## Document section:

Improving Preference Extraction In LLMs By Identifying Latent Knowledge Through Classifying Probes
Sharan Maiya, Yinhong Liu, Ramit Debnath, Anna Korhonen
TL;DR
The paper tackles biases and inefficiencies in LLM-based evaluation by introducing linear classifying probes trained on contrast pairs to explicitly access latent judgement. Both supervised and unsupervised probes demonstrate superior alignment with human judgments compared to generation-based scoring, with unsupervised probes offering strong robustness and efficiency, and supervised probes yielding further gains with modest labeled data. Across multiple model families and diverse datasets, probes generalize well under distributional shifts and can even surpass finetuned evaluators under similar data budgets. This approach provides interpretable insights into how models encode judgement, enabling cost-effective, robust LLM-as-a-judge applications with broad practical impact.

## Dataset excerpt:
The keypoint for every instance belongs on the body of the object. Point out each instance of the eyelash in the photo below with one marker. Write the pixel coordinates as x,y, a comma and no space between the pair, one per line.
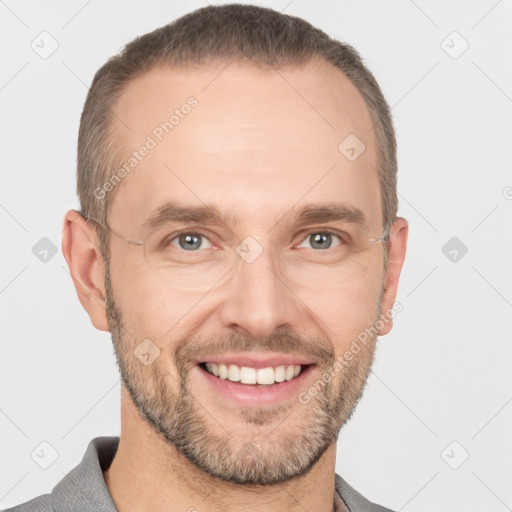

## What to work on:
- a) Answer these questions from the summary of the preference-extraction paper:
(i) What are the linear classifying probes trained on?
(ii) Which kind of probe offers strong robustness and efficiency?
(iii) Under similar data budgets, what can the probes surpass?
- b) Extend the summary of the paper on classifying probes for preference extraction in LLMs, beginning after its final sentence.
The data come from a source separate from the paper summary.

## Answers for the exercise:
- a)
(i) Contrast pairs
(ii) Unsupervised probes
(iii) Finetuned evaluators

- b)
Abstract
Large Language Models (LLMs) are often used as automated judges to evaluate text, but their effectiveness can be hindered by various unintentional biases. We propose using linear classifying probes, trained by leveraging differences between contrasting pairs of prompts, to directly access LLMs' latent knowledge and extract more accurate preferences. Through extensive experiments using models of varying size from four different families and six diverse datasets assessing text quality evaluation and common sense reasoning, we demonstrate that both supervised and unsupervised probing approaches consistently outperform traditional generation-based judgement while maintaining similar computational costs. These probes generalise under domain shifts and can even outperform finetuned evaluators with the same training data size. Our results suggest linear probing offers an accurate, robust and computationally efficient approach for LLM-as-judge tasks while providing interpretable insights into how models encode judgement-relevant knowledge. Our data and code will be openly released in the future.